Top of EXERCISE MATERIALS

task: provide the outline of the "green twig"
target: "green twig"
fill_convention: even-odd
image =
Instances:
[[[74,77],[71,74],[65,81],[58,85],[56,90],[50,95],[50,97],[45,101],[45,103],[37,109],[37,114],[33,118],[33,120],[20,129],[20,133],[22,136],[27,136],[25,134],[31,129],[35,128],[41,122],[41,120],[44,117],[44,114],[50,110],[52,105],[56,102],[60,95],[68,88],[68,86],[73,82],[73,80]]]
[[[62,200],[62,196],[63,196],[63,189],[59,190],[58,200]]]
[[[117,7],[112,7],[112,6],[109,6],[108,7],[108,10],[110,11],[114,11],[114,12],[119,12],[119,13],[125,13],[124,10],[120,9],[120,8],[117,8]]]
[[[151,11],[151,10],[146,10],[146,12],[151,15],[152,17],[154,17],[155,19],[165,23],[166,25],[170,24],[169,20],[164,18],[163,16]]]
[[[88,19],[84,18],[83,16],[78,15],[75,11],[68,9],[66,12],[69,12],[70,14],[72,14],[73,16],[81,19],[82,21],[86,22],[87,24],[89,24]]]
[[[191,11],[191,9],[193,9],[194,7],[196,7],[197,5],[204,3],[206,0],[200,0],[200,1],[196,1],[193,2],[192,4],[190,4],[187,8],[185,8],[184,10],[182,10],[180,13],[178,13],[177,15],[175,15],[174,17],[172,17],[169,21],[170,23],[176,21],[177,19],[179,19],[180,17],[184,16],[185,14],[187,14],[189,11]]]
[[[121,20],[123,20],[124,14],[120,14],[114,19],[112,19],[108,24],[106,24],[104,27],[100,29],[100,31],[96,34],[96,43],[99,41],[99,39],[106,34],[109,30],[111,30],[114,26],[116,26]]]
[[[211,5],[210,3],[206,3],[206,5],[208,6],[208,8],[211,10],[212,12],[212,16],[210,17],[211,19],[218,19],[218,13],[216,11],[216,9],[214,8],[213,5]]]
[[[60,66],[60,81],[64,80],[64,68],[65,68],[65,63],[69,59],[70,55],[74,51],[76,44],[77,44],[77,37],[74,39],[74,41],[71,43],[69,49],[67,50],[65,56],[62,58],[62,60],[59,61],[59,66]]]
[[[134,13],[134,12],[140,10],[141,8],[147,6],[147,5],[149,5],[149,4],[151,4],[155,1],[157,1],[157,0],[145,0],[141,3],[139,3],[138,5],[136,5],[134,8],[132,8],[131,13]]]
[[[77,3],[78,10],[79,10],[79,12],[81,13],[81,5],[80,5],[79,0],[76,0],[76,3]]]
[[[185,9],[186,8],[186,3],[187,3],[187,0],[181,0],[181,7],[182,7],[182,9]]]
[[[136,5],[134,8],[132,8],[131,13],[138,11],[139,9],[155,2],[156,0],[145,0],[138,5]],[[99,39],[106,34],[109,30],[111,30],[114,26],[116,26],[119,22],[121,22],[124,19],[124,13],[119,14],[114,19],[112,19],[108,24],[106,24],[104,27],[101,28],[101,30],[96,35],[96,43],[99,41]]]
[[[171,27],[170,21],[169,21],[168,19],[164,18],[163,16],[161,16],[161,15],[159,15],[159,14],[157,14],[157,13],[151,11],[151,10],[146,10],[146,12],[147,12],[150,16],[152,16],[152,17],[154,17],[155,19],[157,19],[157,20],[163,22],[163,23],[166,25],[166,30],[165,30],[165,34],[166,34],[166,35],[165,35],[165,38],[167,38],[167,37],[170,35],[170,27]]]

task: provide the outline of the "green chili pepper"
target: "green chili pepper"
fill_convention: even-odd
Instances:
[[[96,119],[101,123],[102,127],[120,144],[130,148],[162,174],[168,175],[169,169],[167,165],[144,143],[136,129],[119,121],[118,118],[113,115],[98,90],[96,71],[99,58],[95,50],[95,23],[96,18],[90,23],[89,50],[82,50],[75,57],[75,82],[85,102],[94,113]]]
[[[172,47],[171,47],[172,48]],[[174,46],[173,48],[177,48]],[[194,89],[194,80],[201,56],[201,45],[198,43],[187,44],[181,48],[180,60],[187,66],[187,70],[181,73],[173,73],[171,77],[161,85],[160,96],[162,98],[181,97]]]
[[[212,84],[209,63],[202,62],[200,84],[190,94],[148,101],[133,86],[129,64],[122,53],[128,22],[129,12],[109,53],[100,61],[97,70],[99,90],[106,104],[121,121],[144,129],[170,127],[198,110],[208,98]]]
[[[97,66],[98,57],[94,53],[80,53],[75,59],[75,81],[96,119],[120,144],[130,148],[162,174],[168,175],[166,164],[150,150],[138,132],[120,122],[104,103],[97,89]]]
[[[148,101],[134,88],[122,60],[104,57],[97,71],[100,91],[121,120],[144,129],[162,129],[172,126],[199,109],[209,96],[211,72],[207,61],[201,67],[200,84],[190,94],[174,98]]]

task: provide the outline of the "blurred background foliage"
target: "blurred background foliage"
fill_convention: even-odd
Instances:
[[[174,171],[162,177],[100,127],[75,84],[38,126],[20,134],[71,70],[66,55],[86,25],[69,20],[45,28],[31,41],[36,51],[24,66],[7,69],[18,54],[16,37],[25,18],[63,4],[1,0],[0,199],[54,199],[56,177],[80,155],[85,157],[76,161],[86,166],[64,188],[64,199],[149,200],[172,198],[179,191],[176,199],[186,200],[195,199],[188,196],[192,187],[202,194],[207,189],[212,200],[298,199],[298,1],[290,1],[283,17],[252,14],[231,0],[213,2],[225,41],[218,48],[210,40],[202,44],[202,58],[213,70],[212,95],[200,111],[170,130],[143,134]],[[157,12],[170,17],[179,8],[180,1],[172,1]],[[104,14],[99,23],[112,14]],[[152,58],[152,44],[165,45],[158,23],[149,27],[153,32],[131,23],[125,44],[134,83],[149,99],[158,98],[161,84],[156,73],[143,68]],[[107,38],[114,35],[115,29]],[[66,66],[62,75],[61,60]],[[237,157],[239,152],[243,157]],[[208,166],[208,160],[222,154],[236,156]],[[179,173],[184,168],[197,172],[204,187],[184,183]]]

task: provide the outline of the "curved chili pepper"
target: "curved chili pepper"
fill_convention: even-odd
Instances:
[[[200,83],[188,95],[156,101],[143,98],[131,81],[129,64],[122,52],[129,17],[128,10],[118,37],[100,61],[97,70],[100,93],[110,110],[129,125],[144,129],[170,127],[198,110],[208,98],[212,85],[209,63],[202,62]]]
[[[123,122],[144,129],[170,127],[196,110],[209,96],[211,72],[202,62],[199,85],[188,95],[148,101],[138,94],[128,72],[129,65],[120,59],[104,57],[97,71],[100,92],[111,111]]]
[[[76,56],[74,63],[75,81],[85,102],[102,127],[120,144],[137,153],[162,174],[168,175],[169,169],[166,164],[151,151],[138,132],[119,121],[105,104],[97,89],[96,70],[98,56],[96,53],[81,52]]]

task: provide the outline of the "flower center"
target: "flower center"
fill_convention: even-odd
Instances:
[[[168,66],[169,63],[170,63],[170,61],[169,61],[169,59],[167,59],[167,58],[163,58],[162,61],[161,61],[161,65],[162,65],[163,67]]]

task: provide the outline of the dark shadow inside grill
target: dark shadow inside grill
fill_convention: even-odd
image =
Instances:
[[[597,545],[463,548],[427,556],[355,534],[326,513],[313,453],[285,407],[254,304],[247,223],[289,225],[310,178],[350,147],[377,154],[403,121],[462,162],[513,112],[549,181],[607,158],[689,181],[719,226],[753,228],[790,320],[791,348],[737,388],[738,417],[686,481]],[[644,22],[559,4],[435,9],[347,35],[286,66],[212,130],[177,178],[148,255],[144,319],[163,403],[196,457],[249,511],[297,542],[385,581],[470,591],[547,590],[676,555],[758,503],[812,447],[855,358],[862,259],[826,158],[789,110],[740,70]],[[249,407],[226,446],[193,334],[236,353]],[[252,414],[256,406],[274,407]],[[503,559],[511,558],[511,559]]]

Bottom of EXERCISE MATERIALS

■ **YOUR INSTRUCTIONS**
Read through the material above, and whenever a line contains "dark", copy it.

■ **RESPONSE**
task: provide the outline of the dark shadow inside grill
target: dark shadow inside grill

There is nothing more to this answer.